### WHAT NEEDS TO BE DONE
Retype the rows without changing anything, starting at the row that contains "The metadata for the image above tags the cut" and ending at the row that contains "1235 255 1280 344", with both of those rows included.

### INPUT RECORDS
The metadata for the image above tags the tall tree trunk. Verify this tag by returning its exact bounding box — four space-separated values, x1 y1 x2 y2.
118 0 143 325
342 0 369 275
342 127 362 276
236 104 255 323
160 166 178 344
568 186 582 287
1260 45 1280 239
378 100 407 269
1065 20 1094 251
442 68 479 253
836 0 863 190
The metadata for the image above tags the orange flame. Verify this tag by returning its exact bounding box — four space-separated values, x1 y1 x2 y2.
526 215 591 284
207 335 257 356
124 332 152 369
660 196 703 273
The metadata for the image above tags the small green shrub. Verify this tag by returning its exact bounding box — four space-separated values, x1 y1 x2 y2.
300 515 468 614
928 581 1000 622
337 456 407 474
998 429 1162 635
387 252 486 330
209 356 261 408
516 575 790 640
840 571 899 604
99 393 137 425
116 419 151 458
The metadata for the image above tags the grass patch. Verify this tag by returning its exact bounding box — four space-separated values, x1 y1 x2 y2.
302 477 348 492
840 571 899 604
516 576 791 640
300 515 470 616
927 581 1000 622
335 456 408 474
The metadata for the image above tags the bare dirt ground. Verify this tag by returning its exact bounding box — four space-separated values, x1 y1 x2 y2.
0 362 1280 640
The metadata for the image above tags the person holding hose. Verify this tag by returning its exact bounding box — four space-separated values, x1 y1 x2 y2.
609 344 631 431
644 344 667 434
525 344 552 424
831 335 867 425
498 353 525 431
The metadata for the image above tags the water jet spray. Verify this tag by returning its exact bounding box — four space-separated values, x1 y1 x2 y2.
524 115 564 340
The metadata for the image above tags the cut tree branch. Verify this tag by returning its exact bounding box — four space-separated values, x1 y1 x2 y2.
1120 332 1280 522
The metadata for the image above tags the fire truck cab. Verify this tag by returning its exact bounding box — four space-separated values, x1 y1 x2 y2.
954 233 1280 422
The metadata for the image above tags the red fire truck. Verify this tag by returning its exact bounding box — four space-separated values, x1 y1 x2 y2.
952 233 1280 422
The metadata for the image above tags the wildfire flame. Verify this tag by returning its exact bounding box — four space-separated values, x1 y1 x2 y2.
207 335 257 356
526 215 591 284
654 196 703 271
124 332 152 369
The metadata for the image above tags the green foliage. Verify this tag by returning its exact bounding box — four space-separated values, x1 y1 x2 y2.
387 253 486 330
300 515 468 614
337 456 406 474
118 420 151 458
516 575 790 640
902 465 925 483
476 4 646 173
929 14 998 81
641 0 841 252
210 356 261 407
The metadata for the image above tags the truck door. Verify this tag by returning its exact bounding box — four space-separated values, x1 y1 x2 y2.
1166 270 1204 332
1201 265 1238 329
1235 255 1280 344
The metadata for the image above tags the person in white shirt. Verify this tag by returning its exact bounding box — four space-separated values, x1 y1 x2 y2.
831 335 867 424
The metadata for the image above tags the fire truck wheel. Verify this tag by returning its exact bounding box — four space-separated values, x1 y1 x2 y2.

### WORKED ANSWER
The metadata for the image above tags the cut tree branch. Verify this tag by returning its exact bounding box — four space-separated values, x1 y1 x2 y2.
1120 332 1280 522
The metadata for the image above tags the fire truck cab. Verify this tag by returning its exact bounding box — four space-separated values, x1 y1 x2 y2.
954 233 1280 422
The metadata for the image above tags the red fire truck. Verify this tag by returning its exact bounding box — four space-separated values, x1 y1 x2 y2.
952 233 1280 422
The metadata for the image above tags the wildfire flame. Verify this tag by returning its exact bounding box — four space-separated values, x1 y1 x2 y2.
207 335 257 356
526 215 591 284
654 196 703 271
124 332 152 369
The metadata for the image above tags the green foliage. Verify this tag by returning its exact bounding box — four space-separated values, x1 y1 x2 y2.
387 253 486 330
300 515 468 614
337 456 406 474
118 420 151 458
516 575 790 640
902 465 925 483
476 4 646 173
929 14 998 81
641 0 841 252
210 356 261 407
The metadata for the image above tags the truck door. Verify this tag by returning its exact bounding box — four space-separated values, x1 y1 x2 y2.
1166 270 1204 332
1201 265 1238 329
1235 255 1280 344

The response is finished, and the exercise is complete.